# Work to complete
(A) Using the article on vampire bat friendship, explain in one to three sentences why regurgitating blood to share with another bat counts as an act of altruism.
(B) Set down word for word the passage of the vampire bat article starting with "These highly social" and going on through "Ohio State University.".

# Document segment
:::::
How vampire bat friendship is surprisingly like our own

The blood-sucking mammals build friendships by starting slow and deepening over time into potentially life-saving bonds, a new study says.

By Mary Bates
Published 22 Mar 2020, 22:05 GMT
Common vampire bats roost in a cave in Costa Rica.
Common vampire bats roost in a cave in Costa Rica.
Photograph by Nick Hawkins, Minden Pictures

Vampire bats build friendships in the same way people do, by starting slow and deepening over time into potentially life-saving bonds, according to intriguing new research.

These highly social bats, native to Central and South America, were already known to maintain decade-long relationships, but scientists didn’t know how these connections began.

Now, a new study, published March 19 in Current Biology, shows that the world’s only known blood-sucking mammals develop trust with unrelated individuals first by grooming each other, then eventually regurgitating blood to share—an act of altruism for a species that must eat every three days. What’s more, blood-sharing tends to be reciprocal, with bats more likely to provide a meal to a partner that has shared with them in the past. 

“In vampire bat relationships, we saw that the history of interactions mattered, and the social environment mattered,” says study leader Gerry Carter, a behavioural ecologist at Ohio State University.

The research supports the relatively new “raising the stakes" theory in ecology, which holds that unrelated animals “test the waters” of altruism first with low-cost behaviours, ie. cleaning each other’s fur, and then work up to more costly investments, in this case, sharing food. (Learn more about why female vampire bats in particular help each other out.)
:::::
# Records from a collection

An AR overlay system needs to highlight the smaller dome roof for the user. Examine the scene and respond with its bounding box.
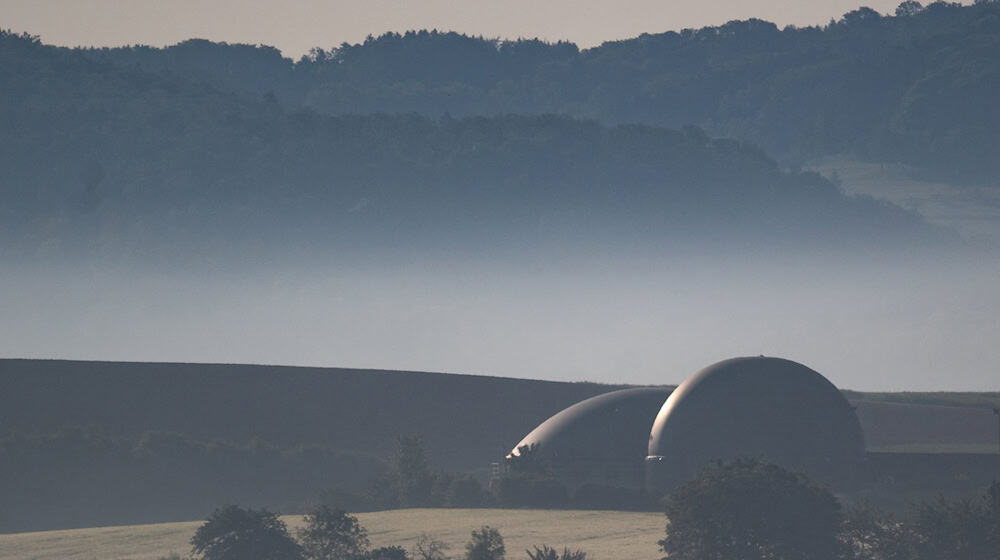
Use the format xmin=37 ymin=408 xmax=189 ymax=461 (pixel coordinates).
xmin=511 ymin=387 xmax=670 ymax=462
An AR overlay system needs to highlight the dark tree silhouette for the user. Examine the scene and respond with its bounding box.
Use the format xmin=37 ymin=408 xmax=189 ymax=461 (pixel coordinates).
xmin=660 ymin=460 xmax=842 ymax=560
xmin=465 ymin=525 xmax=506 ymax=560
xmin=191 ymin=505 xmax=304 ymax=560
xmin=298 ymin=505 xmax=369 ymax=560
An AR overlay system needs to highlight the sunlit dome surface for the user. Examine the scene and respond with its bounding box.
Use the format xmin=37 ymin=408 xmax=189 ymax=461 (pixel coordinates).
xmin=511 ymin=388 xmax=670 ymax=486
xmin=647 ymin=357 xmax=865 ymax=488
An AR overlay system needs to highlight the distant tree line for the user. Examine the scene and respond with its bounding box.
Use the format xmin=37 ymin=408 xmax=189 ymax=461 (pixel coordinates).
xmin=191 ymin=505 xmax=587 ymax=560
xmin=0 ymin=428 xmax=384 ymax=532
xmin=0 ymin=26 xmax=949 ymax=262
xmin=182 ymin=458 xmax=1000 ymax=560
xmin=660 ymin=460 xmax=1000 ymax=560
xmin=74 ymin=0 xmax=1000 ymax=182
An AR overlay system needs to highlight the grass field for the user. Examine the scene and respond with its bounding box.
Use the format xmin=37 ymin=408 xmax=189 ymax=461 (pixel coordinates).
xmin=0 ymin=509 xmax=665 ymax=560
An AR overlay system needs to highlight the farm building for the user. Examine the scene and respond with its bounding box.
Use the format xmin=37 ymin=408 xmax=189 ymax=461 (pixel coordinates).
xmin=511 ymin=388 xmax=670 ymax=488
xmin=646 ymin=357 xmax=865 ymax=490
xmin=511 ymin=357 xmax=865 ymax=490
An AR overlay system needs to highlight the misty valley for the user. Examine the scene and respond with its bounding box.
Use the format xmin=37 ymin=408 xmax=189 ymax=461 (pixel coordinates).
xmin=0 ymin=0 xmax=1000 ymax=560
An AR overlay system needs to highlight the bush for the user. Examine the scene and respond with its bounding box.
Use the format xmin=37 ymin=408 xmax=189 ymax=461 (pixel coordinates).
xmin=414 ymin=533 xmax=448 ymax=560
xmin=526 ymin=544 xmax=587 ymax=560
xmin=660 ymin=461 xmax=842 ymax=560
xmin=191 ymin=506 xmax=304 ymax=560
xmin=465 ymin=525 xmax=505 ymax=560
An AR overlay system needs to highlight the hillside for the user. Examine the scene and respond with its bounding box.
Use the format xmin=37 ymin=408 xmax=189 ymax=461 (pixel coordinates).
xmin=80 ymin=1 xmax=1000 ymax=185
xmin=0 ymin=360 xmax=996 ymax=532
xmin=0 ymin=509 xmax=664 ymax=560
xmin=0 ymin=360 xmax=619 ymax=532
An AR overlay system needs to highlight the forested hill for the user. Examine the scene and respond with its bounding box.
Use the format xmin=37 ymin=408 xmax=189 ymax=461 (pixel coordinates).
xmin=86 ymin=0 xmax=1000 ymax=184
xmin=0 ymin=33 xmax=945 ymax=264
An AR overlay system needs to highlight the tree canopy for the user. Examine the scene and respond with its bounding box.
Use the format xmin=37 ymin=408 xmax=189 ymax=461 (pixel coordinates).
xmin=660 ymin=460 xmax=841 ymax=560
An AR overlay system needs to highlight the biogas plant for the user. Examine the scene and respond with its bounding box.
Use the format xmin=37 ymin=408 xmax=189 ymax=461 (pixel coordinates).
xmin=508 ymin=356 xmax=997 ymax=495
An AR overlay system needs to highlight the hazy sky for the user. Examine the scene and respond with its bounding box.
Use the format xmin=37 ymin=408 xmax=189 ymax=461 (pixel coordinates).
xmin=0 ymin=254 xmax=1000 ymax=391
xmin=0 ymin=0 xmax=952 ymax=58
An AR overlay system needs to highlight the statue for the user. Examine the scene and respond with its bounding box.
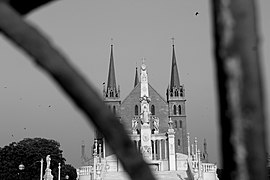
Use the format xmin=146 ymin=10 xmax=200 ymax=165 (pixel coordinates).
xmin=168 ymin=118 xmax=173 ymax=129
xmin=153 ymin=117 xmax=159 ymax=132
xmin=46 ymin=155 xmax=51 ymax=169
xmin=142 ymin=106 xmax=149 ymax=124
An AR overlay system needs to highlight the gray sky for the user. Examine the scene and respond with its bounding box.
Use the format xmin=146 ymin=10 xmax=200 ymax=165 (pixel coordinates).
xmin=0 ymin=0 xmax=270 ymax=167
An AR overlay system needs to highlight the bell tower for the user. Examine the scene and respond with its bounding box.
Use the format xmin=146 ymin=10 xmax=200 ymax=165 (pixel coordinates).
xmin=95 ymin=44 xmax=121 ymax=157
xmin=166 ymin=39 xmax=187 ymax=154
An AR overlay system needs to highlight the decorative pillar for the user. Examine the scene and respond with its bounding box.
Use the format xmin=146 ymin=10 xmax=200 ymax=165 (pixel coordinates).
xmin=187 ymin=133 xmax=190 ymax=158
xmin=153 ymin=140 xmax=157 ymax=160
xmin=167 ymin=119 xmax=176 ymax=171
xmin=158 ymin=140 xmax=162 ymax=160
xmin=194 ymin=137 xmax=198 ymax=161
xmin=40 ymin=159 xmax=43 ymax=180
xmin=164 ymin=139 xmax=167 ymax=160
xmin=58 ymin=163 xmax=61 ymax=180
xmin=102 ymin=138 xmax=106 ymax=159
xmin=93 ymin=139 xmax=98 ymax=179
xmin=197 ymin=149 xmax=203 ymax=180
xmin=44 ymin=155 xmax=53 ymax=180
xmin=191 ymin=144 xmax=194 ymax=160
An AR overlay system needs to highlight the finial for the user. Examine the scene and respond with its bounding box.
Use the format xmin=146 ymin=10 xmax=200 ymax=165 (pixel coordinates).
xmin=111 ymin=38 xmax=113 ymax=46
xmin=171 ymin=37 xmax=175 ymax=46
xmin=142 ymin=58 xmax=145 ymax=64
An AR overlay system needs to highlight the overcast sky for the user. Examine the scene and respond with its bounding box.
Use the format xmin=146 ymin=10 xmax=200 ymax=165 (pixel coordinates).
xmin=0 ymin=0 xmax=270 ymax=167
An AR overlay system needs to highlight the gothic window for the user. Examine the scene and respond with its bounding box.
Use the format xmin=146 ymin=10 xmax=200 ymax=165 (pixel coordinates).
xmin=113 ymin=106 xmax=116 ymax=114
xmin=180 ymin=89 xmax=184 ymax=97
xmin=151 ymin=105 xmax=155 ymax=115
xmin=110 ymin=90 xmax=113 ymax=97
xmin=135 ymin=105 xmax=139 ymax=116
xmin=178 ymin=105 xmax=182 ymax=114
xmin=173 ymin=105 xmax=176 ymax=115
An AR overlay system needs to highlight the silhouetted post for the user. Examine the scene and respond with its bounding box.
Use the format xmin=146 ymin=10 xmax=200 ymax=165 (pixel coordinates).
xmin=212 ymin=0 xmax=267 ymax=180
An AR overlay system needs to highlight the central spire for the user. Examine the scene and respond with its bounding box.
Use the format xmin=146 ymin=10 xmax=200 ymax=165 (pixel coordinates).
xmin=134 ymin=66 xmax=140 ymax=87
xmin=170 ymin=39 xmax=180 ymax=89
xmin=107 ymin=44 xmax=116 ymax=89
xmin=140 ymin=61 xmax=150 ymax=124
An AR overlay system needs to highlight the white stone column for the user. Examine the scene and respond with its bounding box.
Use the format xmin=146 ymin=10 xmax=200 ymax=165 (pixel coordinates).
xmin=58 ymin=163 xmax=61 ymax=180
xmin=153 ymin=140 xmax=157 ymax=160
xmin=194 ymin=137 xmax=198 ymax=161
xmin=187 ymin=133 xmax=190 ymax=158
xmin=158 ymin=140 xmax=162 ymax=160
xmin=40 ymin=159 xmax=43 ymax=180
xmin=103 ymin=138 xmax=106 ymax=159
xmin=164 ymin=139 xmax=167 ymax=160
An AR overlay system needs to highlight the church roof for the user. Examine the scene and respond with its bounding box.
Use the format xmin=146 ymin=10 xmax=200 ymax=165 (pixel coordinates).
xmin=122 ymin=83 xmax=167 ymax=104
xmin=107 ymin=45 xmax=116 ymax=89
xmin=170 ymin=45 xmax=180 ymax=89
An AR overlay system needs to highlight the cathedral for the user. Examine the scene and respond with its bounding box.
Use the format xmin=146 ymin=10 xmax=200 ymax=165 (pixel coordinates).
xmin=78 ymin=44 xmax=218 ymax=180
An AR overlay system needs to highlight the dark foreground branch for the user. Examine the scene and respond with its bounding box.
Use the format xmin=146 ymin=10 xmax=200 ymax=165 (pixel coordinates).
xmin=0 ymin=2 xmax=154 ymax=180
xmin=212 ymin=0 xmax=267 ymax=180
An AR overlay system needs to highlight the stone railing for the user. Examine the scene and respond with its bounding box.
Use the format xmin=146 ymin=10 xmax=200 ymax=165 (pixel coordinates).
xmin=79 ymin=166 xmax=93 ymax=176
xmin=187 ymin=158 xmax=195 ymax=180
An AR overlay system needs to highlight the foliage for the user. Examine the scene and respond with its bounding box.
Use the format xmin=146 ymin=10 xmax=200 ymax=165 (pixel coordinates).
xmin=217 ymin=169 xmax=224 ymax=180
xmin=0 ymin=138 xmax=76 ymax=180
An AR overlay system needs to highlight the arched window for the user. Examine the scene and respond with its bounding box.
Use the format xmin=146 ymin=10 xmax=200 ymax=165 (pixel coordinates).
xmin=113 ymin=106 xmax=116 ymax=114
xmin=174 ymin=90 xmax=179 ymax=97
xmin=110 ymin=90 xmax=113 ymax=97
xmin=173 ymin=105 xmax=176 ymax=115
xmin=178 ymin=105 xmax=182 ymax=114
xmin=151 ymin=105 xmax=156 ymax=115
xmin=135 ymin=105 xmax=139 ymax=116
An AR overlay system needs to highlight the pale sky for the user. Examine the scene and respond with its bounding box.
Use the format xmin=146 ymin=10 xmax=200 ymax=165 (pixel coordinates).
xmin=0 ymin=0 xmax=270 ymax=168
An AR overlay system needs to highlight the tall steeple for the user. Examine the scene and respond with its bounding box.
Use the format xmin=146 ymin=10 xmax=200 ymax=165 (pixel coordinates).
xmin=107 ymin=44 xmax=116 ymax=90
xmin=134 ymin=66 xmax=140 ymax=87
xmin=100 ymin=39 xmax=121 ymax=156
xmin=167 ymin=38 xmax=188 ymax=154
xmin=103 ymin=44 xmax=120 ymax=99
xmin=170 ymin=43 xmax=180 ymax=89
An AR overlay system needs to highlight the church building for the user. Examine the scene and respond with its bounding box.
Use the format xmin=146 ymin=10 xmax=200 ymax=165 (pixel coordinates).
xmin=78 ymin=44 xmax=217 ymax=180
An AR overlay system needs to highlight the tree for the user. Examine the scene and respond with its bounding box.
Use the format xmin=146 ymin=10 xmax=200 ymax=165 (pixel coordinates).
xmin=0 ymin=138 xmax=76 ymax=180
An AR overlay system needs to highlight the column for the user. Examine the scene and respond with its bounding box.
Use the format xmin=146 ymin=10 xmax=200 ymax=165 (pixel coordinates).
xmin=187 ymin=133 xmax=190 ymax=158
xmin=103 ymin=138 xmax=106 ymax=159
xmin=158 ymin=140 xmax=162 ymax=160
xmin=168 ymin=129 xmax=176 ymax=171
xmin=164 ymin=139 xmax=167 ymax=160
xmin=153 ymin=140 xmax=157 ymax=160
xmin=194 ymin=137 xmax=198 ymax=161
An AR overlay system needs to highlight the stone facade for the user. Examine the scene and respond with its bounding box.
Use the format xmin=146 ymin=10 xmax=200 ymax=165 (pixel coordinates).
xmin=78 ymin=45 xmax=217 ymax=180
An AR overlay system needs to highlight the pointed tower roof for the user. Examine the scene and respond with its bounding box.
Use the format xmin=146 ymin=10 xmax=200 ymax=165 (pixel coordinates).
xmin=170 ymin=44 xmax=180 ymax=88
xmin=107 ymin=44 xmax=116 ymax=89
xmin=134 ymin=67 xmax=140 ymax=87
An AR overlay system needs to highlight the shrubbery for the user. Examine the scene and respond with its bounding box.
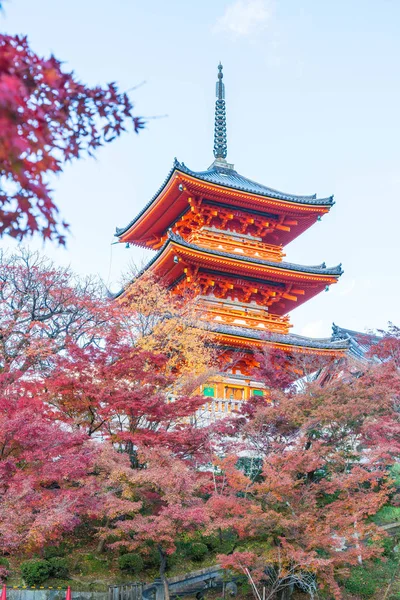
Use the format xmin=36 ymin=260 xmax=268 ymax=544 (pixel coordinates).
xmin=21 ymin=556 xmax=69 ymax=586
xmin=344 ymin=559 xmax=398 ymax=598
xmin=43 ymin=544 xmax=66 ymax=560
xmin=118 ymin=553 xmax=144 ymax=575
xmin=47 ymin=556 xmax=69 ymax=579
xmin=21 ymin=559 xmax=51 ymax=586
xmin=187 ymin=542 xmax=208 ymax=561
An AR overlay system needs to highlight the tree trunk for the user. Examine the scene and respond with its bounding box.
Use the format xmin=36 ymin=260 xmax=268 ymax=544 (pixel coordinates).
xmin=96 ymin=519 xmax=110 ymax=554
xmin=276 ymin=585 xmax=293 ymax=600
xmin=157 ymin=545 xmax=169 ymax=600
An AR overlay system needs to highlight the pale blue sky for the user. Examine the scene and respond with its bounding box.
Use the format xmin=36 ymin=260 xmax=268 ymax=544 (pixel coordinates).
xmin=0 ymin=0 xmax=400 ymax=336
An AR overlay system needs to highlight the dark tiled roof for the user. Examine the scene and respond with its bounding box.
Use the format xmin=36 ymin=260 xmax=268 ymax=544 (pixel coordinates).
xmin=175 ymin=161 xmax=334 ymax=205
xmin=207 ymin=324 xmax=349 ymax=350
xmin=115 ymin=159 xmax=334 ymax=237
xmin=169 ymin=231 xmax=343 ymax=275
xmin=332 ymin=323 xmax=379 ymax=361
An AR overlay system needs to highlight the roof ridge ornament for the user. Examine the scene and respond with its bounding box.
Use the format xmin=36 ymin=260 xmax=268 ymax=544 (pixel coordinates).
xmin=210 ymin=62 xmax=234 ymax=169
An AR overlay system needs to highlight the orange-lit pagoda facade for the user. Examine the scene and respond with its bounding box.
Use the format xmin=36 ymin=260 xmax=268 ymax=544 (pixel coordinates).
xmin=116 ymin=65 xmax=347 ymax=400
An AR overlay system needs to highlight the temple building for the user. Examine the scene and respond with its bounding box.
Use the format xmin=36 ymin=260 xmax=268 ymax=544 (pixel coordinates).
xmin=116 ymin=65 xmax=360 ymax=412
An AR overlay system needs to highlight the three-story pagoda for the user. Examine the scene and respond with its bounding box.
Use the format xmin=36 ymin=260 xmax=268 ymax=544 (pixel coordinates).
xmin=116 ymin=64 xmax=347 ymax=400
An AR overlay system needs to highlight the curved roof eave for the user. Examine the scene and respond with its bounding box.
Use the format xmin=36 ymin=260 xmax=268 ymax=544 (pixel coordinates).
xmin=114 ymin=158 xmax=335 ymax=237
xmin=169 ymin=231 xmax=343 ymax=276
xmin=207 ymin=324 xmax=349 ymax=350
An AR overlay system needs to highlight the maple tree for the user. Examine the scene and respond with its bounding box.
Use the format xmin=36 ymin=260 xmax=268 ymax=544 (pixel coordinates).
xmin=0 ymin=34 xmax=143 ymax=244
xmin=0 ymin=252 xmax=214 ymax=551
xmin=0 ymin=250 xmax=114 ymax=377
xmin=0 ymin=374 xmax=100 ymax=553
xmin=120 ymin=272 xmax=215 ymax=391
xmin=99 ymin=447 xmax=207 ymax=600
xmin=208 ymin=354 xmax=400 ymax=599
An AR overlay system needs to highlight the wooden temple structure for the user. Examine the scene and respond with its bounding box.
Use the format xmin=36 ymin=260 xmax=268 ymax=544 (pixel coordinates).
xmin=116 ymin=65 xmax=349 ymax=402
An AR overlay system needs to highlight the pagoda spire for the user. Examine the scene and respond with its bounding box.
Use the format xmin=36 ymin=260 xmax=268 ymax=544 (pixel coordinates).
xmin=214 ymin=63 xmax=227 ymax=161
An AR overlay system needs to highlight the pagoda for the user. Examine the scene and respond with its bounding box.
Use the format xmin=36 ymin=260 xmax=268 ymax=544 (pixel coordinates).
xmin=116 ymin=64 xmax=347 ymax=408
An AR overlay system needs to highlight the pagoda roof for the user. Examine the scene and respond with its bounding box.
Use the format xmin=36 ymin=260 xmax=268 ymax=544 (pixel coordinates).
xmin=115 ymin=159 xmax=334 ymax=246
xmin=155 ymin=231 xmax=343 ymax=277
xmin=117 ymin=231 xmax=342 ymax=315
xmin=207 ymin=324 xmax=350 ymax=354
xmin=332 ymin=323 xmax=380 ymax=362
xmin=174 ymin=159 xmax=334 ymax=206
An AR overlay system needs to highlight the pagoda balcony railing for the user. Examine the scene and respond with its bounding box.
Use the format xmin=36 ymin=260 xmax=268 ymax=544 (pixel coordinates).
xmin=197 ymin=302 xmax=292 ymax=333
xmin=188 ymin=229 xmax=285 ymax=262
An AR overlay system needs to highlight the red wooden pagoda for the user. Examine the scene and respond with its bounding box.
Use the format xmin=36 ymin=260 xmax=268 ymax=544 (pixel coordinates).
xmin=116 ymin=65 xmax=347 ymax=399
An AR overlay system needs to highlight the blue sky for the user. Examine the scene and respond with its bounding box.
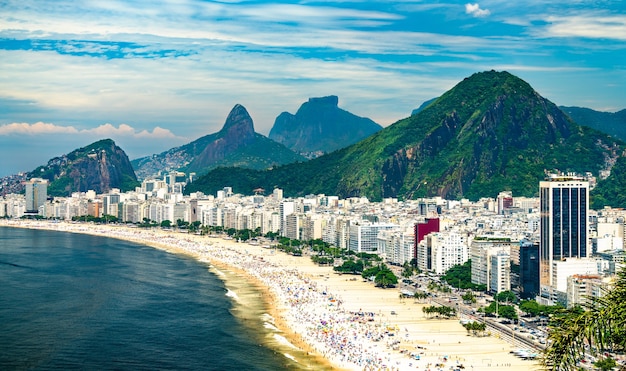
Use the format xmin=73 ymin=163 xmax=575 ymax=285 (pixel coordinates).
xmin=0 ymin=0 xmax=626 ymax=176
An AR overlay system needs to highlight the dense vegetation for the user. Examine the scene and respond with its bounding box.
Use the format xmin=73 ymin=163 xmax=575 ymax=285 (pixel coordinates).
xmin=542 ymin=270 xmax=626 ymax=371
xmin=186 ymin=71 xmax=623 ymax=205
xmin=30 ymin=139 xmax=140 ymax=197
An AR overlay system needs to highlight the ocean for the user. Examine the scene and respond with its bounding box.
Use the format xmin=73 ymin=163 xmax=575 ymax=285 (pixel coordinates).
xmin=0 ymin=227 xmax=318 ymax=370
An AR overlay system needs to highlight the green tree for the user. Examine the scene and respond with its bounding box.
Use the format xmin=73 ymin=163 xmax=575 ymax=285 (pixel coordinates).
xmin=461 ymin=291 xmax=476 ymax=304
xmin=541 ymin=269 xmax=626 ymax=371
xmin=374 ymin=269 xmax=398 ymax=288
xmin=519 ymin=299 xmax=541 ymax=317
xmin=494 ymin=291 xmax=517 ymax=303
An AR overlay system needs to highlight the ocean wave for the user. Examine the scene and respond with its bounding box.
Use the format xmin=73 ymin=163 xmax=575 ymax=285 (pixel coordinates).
xmin=226 ymin=289 xmax=239 ymax=300
xmin=274 ymin=334 xmax=298 ymax=349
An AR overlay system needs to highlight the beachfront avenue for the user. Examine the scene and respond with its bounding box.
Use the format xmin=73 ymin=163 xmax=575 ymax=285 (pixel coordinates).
xmin=0 ymin=220 xmax=536 ymax=371
xmin=0 ymin=182 xmax=626 ymax=369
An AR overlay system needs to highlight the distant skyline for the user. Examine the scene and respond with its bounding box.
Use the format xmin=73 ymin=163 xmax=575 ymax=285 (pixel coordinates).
xmin=0 ymin=0 xmax=626 ymax=176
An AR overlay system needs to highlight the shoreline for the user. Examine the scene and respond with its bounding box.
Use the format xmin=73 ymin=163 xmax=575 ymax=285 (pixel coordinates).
xmin=0 ymin=220 xmax=539 ymax=371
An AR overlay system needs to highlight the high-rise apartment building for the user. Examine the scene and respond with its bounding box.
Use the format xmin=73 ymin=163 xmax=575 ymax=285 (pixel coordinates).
xmin=24 ymin=178 xmax=48 ymax=213
xmin=539 ymin=175 xmax=589 ymax=290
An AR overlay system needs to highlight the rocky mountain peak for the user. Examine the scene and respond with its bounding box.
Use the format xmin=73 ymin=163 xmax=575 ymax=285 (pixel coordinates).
:::::
# Solution list
(A) Vampire bats are a species that must eat every three days, so sharing blood is an act of altruism. Under the "raising the stakes" theory the article describes, sharing food is a more costly investment than low-cost behaviors such as grooming.

(B)
These highly social bats, native to Central and South America, were already known to maintain decade-long relationships, but scientists didn’t know how these connections began.

Now, a new study, published March 19 in Current Biology, shows that the world’s only known blood-sucking mammals develop trust with unrelated individuals first by grooming each other, then eventually regurgitating blood to share—an act of altruism for a species that must eat every three days. What’s more, blood-sharing tends to be reciprocal, with bats more likely to provide a meal to a partner that has shared with them in the past. 

“In vampire bat relationships, we saw that the history of interactions mattered, and the social environment mattered,” says study leader Gerry Carter, a behavioural ecologist at Ohio State University.